= CONSEGNA =
Indica se ciascuna affermazione concorda con l'estratto sull'allenamento del pugno con carico, rispondendo sì o no e citando alla lettera le parole del testo che lo decidono: (a) secondo l'autore, un articolo può offrire una soluzione valida per tutti; (b) l'allenamento del pugno con carico è specifico per le arti marziali; (c) il riassunto veloce si trova all'inizio dell'articolo.

= ESTRATTO DEL DOCUMENTO =
Continuando sul tema dell’allenamento per il benessere, questa volta voglio parlare del tema della funzionalità.
Infatti, proprio perché ciascuno è diverso e ha la sua casistica specifica, bisognerebbe subito capire che non esiste nessun fitness influencer, o più in generale articolo (neppure questo), che possano dare una soluzione valida per tutti. Bisogna sempre calare il tutto nel contesto e distillare le informazioni utili a ciascuno.
(Come al solito, trovi il riassunto veloce in fondo all’articolo)
Per esempio, in questo articolo voglio parlare dell’allenamento del pugno con carico. Chiaramente, si tratta di un allenamento specifico per le arti marziali, tuttavia potrebbe contenere delle informazioni rilevanti per chiunque. Ovviamente, gli esercizi che pratico e mostro non sono per chi si sta alzando adesso, magari a 50 anni e con un po’ di ipertensione, ma per chi può e vuole migliorare la sua tecnica specifica.
In realtà, le nozioni di un esercizio anche molto specifico come questo, possono essere utili anche al 50enne. Come? Banalmente perché imparare qualche base della meccanica del corpo umano aiuta a evitare errori comuni anche in tanti altri ambiti. Oppure, mostrando che c’è tanto da sapere e focalizzandosi su uno dei messaggi chiave che ripeto in continuazione: ognuno seleziona il suo esercizio fisico sulla base dei suoi obiettivi e delle sue capacità.

= DATI REGISTRATI =
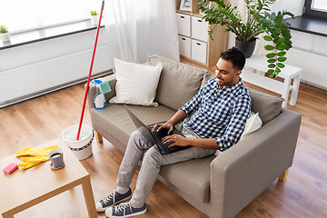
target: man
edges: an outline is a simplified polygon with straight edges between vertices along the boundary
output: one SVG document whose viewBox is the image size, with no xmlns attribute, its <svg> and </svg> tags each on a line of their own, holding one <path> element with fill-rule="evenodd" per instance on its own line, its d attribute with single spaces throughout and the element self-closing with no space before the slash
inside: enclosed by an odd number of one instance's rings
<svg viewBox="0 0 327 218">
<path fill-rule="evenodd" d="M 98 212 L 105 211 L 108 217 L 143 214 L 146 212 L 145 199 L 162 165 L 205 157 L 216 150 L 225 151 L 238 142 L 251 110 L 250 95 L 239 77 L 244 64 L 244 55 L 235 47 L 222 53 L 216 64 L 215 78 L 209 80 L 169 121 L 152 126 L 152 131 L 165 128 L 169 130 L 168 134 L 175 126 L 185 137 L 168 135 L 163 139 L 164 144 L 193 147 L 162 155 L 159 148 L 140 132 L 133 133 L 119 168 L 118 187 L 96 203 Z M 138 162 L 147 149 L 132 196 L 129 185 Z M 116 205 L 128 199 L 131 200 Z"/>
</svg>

...

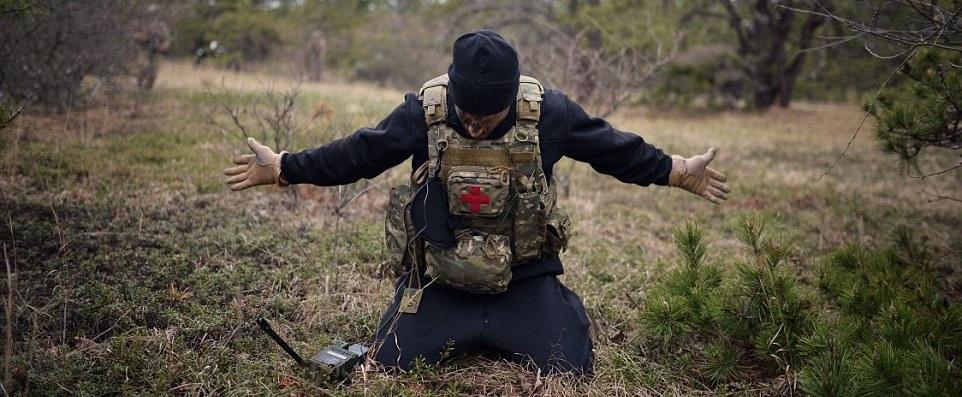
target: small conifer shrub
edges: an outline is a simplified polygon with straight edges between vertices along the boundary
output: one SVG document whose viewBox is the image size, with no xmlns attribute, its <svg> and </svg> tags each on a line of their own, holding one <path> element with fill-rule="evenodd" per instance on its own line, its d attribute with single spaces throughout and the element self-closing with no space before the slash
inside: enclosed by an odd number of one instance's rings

= SOLUZIONE PROPOSTA =
(a) No: «non esiste nessun fitness influencer, o più in generale articolo (neppure questo), che possano dare una soluzione valida per tutti»
(b) Sì: «si tratta di un allenamento specifico per le arti marziali»
(c) No: «trovi il riassunto veloce in fondo all’articolo»